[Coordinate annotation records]
---+---
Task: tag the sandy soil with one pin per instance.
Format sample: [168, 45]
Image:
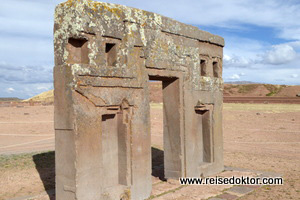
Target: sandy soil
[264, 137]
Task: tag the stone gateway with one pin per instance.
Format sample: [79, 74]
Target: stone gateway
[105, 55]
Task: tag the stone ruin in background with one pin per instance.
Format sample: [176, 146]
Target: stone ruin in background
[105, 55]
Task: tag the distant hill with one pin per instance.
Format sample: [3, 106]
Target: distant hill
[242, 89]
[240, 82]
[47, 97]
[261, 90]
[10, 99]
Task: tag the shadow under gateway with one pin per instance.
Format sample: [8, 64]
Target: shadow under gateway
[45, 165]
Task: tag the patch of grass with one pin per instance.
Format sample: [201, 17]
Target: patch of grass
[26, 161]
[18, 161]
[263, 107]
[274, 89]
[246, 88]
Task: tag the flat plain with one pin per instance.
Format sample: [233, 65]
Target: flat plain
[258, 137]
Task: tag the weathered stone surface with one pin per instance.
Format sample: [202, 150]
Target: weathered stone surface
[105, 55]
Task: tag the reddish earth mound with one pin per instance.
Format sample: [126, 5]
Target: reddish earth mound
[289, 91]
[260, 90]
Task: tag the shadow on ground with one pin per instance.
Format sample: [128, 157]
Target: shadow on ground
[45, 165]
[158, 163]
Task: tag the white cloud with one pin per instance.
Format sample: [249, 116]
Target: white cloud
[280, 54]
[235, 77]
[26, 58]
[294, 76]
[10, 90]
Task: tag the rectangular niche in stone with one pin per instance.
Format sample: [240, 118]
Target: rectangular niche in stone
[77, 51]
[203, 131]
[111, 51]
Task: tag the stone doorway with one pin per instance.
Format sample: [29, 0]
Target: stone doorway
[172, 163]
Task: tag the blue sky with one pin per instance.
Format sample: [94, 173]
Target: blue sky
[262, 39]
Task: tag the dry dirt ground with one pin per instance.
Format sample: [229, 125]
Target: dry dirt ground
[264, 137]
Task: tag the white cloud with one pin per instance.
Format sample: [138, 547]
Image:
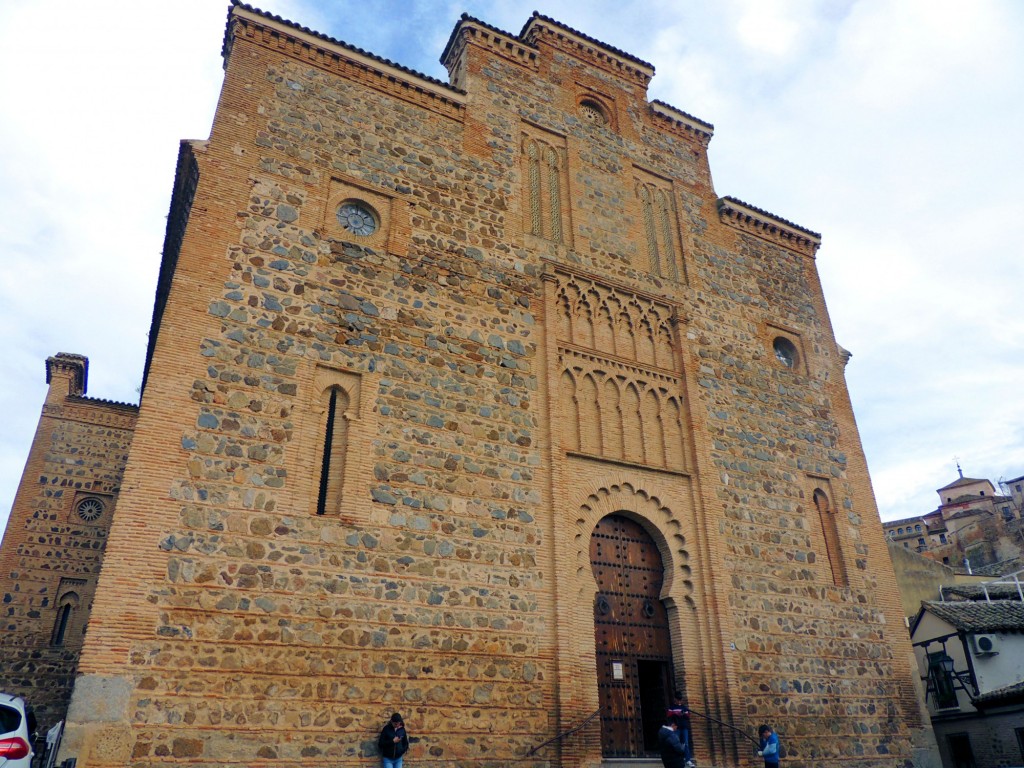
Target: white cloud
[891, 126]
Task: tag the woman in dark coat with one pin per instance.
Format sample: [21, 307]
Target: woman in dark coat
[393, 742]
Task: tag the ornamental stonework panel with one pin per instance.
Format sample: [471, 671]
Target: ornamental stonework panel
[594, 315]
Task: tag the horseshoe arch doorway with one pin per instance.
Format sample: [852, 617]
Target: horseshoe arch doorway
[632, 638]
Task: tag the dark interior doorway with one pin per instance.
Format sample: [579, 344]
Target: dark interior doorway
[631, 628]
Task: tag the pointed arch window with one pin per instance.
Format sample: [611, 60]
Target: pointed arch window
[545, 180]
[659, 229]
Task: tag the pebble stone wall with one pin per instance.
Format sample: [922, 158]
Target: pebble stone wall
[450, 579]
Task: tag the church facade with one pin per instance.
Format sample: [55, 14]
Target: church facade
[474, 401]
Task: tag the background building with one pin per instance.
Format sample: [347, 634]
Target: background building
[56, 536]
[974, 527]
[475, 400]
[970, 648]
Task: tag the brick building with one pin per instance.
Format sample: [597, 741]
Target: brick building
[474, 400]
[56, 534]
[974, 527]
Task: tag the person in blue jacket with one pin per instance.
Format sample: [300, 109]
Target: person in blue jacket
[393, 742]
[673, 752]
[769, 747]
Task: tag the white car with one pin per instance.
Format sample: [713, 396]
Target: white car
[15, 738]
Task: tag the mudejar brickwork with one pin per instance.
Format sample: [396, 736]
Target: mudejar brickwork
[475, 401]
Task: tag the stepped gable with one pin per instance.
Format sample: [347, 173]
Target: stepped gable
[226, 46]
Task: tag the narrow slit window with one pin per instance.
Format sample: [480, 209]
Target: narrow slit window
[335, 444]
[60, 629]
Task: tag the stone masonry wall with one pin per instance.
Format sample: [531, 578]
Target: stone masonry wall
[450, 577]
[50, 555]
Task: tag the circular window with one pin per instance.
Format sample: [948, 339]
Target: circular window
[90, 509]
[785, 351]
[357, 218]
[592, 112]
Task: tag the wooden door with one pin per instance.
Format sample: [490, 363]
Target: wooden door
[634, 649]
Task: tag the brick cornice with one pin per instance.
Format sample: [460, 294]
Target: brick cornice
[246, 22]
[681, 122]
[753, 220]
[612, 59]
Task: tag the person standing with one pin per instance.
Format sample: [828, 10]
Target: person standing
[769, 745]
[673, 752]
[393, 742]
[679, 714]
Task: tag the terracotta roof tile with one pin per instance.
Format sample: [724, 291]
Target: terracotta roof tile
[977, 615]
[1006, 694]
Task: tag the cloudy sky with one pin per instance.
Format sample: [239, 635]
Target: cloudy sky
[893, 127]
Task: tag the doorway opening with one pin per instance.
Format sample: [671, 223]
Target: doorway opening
---+---
Reproduce all entries exactly. Pictures do not belong in the copy.

Task: tag the sandy soil with one pin per instance.
Format sample: [168, 45]
Image:
Target: sandy soil
[264, 137]
Task: tag the stone gateway with one pin per instance.
Format sample: [79, 74]
Target: stone gateway
[105, 55]
Task: tag the stone ruin in background with one pin per instance.
Format sample: [176, 146]
Target: stone ruin in background
[105, 55]
Task: tag the distant hill with one pin per instance.
Format sample: [3, 106]
Target: distant hill
[242, 89]
[240, 82]
[47, 97]
[261, 90]
[10, 99]
Task: tag the shadow under gateway with one pin per instance.
Format sample: [8, 64]
Target: shadow under gateway
[45, 165]
Task: tag the patch of grass with one pin per instance.
Format sample: [201, 17]
Target: patch of grass
[26, 161]
[18, 161]
[263, 107]
[274, 89]
[246, 88]
Task: tag the flat plain with one pin per instance.
Format sample: [233, 65]
Target: flat plain
[258, 137]
Task: tag the weathered stone surface with one pin per instance.
Format sample: [202, 150]
Target: weathered stone surface
[105, 55]
Task: tag the reddish earth mound with one pin per instance.
Format sample: [126, 5]
Target: reddish earth mound
[289, 91]
[260, 90]
Task: tag the shadow on ground with one pin per instance.
Format sample: [128, 157]
Target: shadow on ground
[45, 165]
[158, 163]
Task: tag the white cloud with one pin per instance.
Format sample: [249, 116]
Target: white cloud
[280, 54]
[235, 77]
[26, 58]
[294, 76]
[10, 90]
Task: tag the rectangular niche in stone with one pin per instance.
Format sample: [240, 118]
Target: rectangular niche in stone
[77, 51]
[203, 131]
[111, 51]
Task: tag the stone doorway with one pin per instance.
Format sample: [29, 0]
Target: stone doorway
[172, 163]
Task: tag the blue sky with one pin per instance.
Format sample: [94, 173]
Target: blue sky
[262, 39]
Task: tag the dry dirt ground with one pin per instance.
Format sample: [229, 125]
Target: dry dirt ground
[264, 137]
Task: tag the white cloud with one pin per instance.
Format sample: [138, 547]
Image:
Target: white cloud
[891, 126]
Task: tag the woman in dark coat with one pin per instance.
Format sample: [21, 307]
Target: woman in dark coat
[393, 742]
Task: tag the ornamental stonework panel with one pin per instance.
Format sample: [471, 671]
Target: ornamental stonework panel
[594, 315]
Task: tag the horseshoe arch doorway with one pin per instance.
Format sample: [852, 617]
Target: horseshoe arch doorway
[632, 638]
Task: tag the dark interior doorway with one pin per instance.
Format sample: [579, 344]
Target: dark interior doorway
[631, 628]
Task: tag the pointed arch window with one pin per instance.
Format sample: [611, 60]
Target: pointed arch window
[545, 180]
[659, 229]
Task: tag the pebble stone wall with one pin per instance.
Format sample: [922, 158]
Target: pebble stone wall
[450, 579]
Task: tag the church facade with one pin per instance.
Format sample: [55, 14]
Target: church facade
[474, 401]
Task: tag the background building with one pin per instance.
Format sample: [347, 634]
Target: background building
[56, 536]
[974, 527]
[475, 400]
[970, 648]
Task: tag the brick building with one pin per instance.
Format sample: [597, 741]
Target: brick building
[474, 400]
[56, 534]
[974, 527]
Task: tag the person in blue jacket with one pin per instance.
Format sample: [300, 109]
Target: person in blue jacket
[393, 742]
[673, 752]
[769, 747]
Task: tag the white car with one pin per instance.
Format sample: [713, 396]
Target: white car
[15, 738]
Task: tag the mudejar brickwork with one pin per instance.
Format sample: [396, 736]
Target: mudejar brickwork
[475, 401]
Task: tag the stepped gable with one pin per instance.
Format sample: [347, 173]
Target: stepped gable
[226, 46]
Task: tag the narrow slit window with one pin per instance.
Format sample: [480, 209]
Target: narrow slit window
[335, 444]
[60, 629]
Task: tag the stone masonry wall with one pin per instance.
Format sample: [531, 578]
Target: stone masonry wall
[450, 577]
[50, 555]
Task: tag the circular window with one pin per instance.
Format sample: [948, 339]
Target: circular window
[90, 509]
[785, 351]
[357, 218]
[592, 112]
Task: tag the wooden door with one pin per instance.
Format sample: [490, 363]
Target: wooden door
[634, 649]
Task: tag the brick cornice with one pin per instance.
Format sample: [460, 294]
Target: brick cornice
[246, 22]
[681, 122]
[753, 220]
[612, 59]
Task: tag the person standing with one pin per instance.
Format sample: [828, 10]
Target: person standing
[769, 745]
[673, 752]
[393, 742]
[679, 714]
Task: tag the terracotta roof tile with one pin per instance.
Format sample: [724, 291]
Target: terracotta roof tile
[977, 615]
[1006, 694]
Task: tag the cloudy sky with one pin per instance.
Format sample: [239, 635]
Target: cloudy sky
[893, 127]
Task: tag the doorway opening with one pin per instance.
Format sample: [671, 223]
Target: doorway opening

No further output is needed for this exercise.